→ **Do this**: Extract each of the rows below and reproduce them verbatim, line for line.

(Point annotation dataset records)
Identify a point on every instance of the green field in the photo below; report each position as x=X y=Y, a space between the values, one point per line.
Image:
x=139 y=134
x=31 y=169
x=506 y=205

→ **Exercise output**:
Identify a point on every instance of the green field in the photo below; report each position as x=X y=Y, a space between the values, one point per line.
Image:
x=139 y=134
x=31 y=169
x=506 y=205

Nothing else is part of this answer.